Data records
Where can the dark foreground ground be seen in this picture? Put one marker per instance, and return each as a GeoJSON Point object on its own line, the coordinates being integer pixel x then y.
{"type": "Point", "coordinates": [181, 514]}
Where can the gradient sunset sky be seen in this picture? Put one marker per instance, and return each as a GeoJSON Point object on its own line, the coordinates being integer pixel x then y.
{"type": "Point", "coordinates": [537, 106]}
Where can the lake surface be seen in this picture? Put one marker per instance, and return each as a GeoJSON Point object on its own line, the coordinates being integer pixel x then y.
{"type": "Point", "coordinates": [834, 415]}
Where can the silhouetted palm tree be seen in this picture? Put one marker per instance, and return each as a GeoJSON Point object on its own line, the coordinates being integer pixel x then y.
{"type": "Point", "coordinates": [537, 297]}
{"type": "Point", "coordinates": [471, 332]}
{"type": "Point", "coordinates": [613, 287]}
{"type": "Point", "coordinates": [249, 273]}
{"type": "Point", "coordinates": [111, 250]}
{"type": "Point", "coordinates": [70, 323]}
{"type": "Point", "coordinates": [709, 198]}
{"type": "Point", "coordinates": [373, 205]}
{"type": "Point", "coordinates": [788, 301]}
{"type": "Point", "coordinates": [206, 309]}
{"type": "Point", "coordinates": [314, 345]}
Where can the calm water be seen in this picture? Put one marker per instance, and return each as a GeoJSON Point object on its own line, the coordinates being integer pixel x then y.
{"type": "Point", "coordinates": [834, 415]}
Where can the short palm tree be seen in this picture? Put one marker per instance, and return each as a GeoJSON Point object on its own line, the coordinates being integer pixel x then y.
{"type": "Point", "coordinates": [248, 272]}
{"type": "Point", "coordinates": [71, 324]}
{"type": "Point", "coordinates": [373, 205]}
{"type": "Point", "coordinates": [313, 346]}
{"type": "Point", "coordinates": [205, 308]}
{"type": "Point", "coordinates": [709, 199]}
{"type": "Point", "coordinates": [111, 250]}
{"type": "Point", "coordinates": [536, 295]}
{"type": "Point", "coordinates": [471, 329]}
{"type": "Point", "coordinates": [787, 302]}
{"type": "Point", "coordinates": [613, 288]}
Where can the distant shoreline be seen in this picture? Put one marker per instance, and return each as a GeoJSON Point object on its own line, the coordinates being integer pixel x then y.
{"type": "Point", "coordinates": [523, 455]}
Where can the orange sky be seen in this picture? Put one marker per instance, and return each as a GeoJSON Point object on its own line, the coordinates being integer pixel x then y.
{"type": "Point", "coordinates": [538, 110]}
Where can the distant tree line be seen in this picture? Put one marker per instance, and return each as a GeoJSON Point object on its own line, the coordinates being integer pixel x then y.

## The problem
Take the entries above and copy them out exactly.

## Answer to this problem
Where can the dark foreground ground be seen in this picture? Put one marker per instance, and return each as a GeoJSON Point object on its own line, the coordinates being integer pixel x then y.
{"type": "Point", "coordinates": [181, 514]}
Where can the gradient sunset sky be seen in this picture? Put one marker per instance, and return each as a GeoJSON Point object on its own line, the coordinates being integer pixel x then y.
{"type": "Point", "coordinates": [537, 106]}
Where can the lake surface be seen in this picture? Put one marker per instance, and return each as a GeoJSON Point object on its own line, the coordinates being integer pixel x then y.
{"type": "Point", "coordinates": [834, 415]}
Where can the silhouetted palm tree be seen in this picture? Put one marker per instance, and return each as a GeoJSON Point object on its own line, the coordinates being integer pixel x then y.
{"type": "Point", "coordinates": [537, 297]}
{"type": "Point", "coordinates": [471, 332]}
{"type": "Point", "coordinates": [613, 287]}
{"type": "Point", "coordinates": [249, 273]}
{"type": "Point", "coordinates": [111, 250]}
{"type": "Point", "coordinates": [70, 323]}
{"type": "Point", "coordinates": [709, 198]}
{"type": "Point", "coordinates": [373, 205]}
{"type": "Point", "coordinates": [788, 301]}
{"type": "Point", "coordinates": [206, 309]}
{"type": "Point", "coordinates": [314, 345]}
Where can the calm water be seen in this picture? Put one marker per instance, and return each as a GeoJSON Point object on its own line, the coordinates being integer pixel x then y.
{"type": "Point", "coordinates": [834, 415]}
Where can the short palm tree be seen in this picture? Put one marker per instance, and return each as a GeoJSON Point object on its own line, the coordinates being integer pixel x then y.
{"type": "Point", "coordinates": [248, 272]}
{"type": "Point", "coordinates": [71, 324]}
{"type": "Point", "coordinates": [373, 205]}
{"type": "Point", "coordinates": [313, 346]}
{"type": "Point", "coordinates": [205, 308]}
{"type": "Point", "coordinates": [709, 199]}
{"type": "Point", "coordinates": [111, 250]}
{"type": "Point", "coordinates": [536, 295]}
{"type": "Point", "coordinates": [471, 329]}
{"type": "Point", "coordinates": [787, 302]}
{"type": "Point", "coordinates": [613, 288]}
Where can the distant shoreline be seen in this picture? Put one marker per instance, and return each as a GeoJSON Point object on its own line, the coordinates being integer pixel x then y.
{"type": "Point", "coordinates": [523, 455]}
Where can the orange sky be seen in this picture? Put one marker per instance, and return each as a GeoJSON Point object on its own line, the coordinates being integer pixel x then y.
{"type": "Point", "coordinates": [538, 110]}
Where can the distant tree line be seen in this picture? Put one marker per instance, and return each as a GeoJSON Point object on its own line, the coordinates being integer pixel x then y.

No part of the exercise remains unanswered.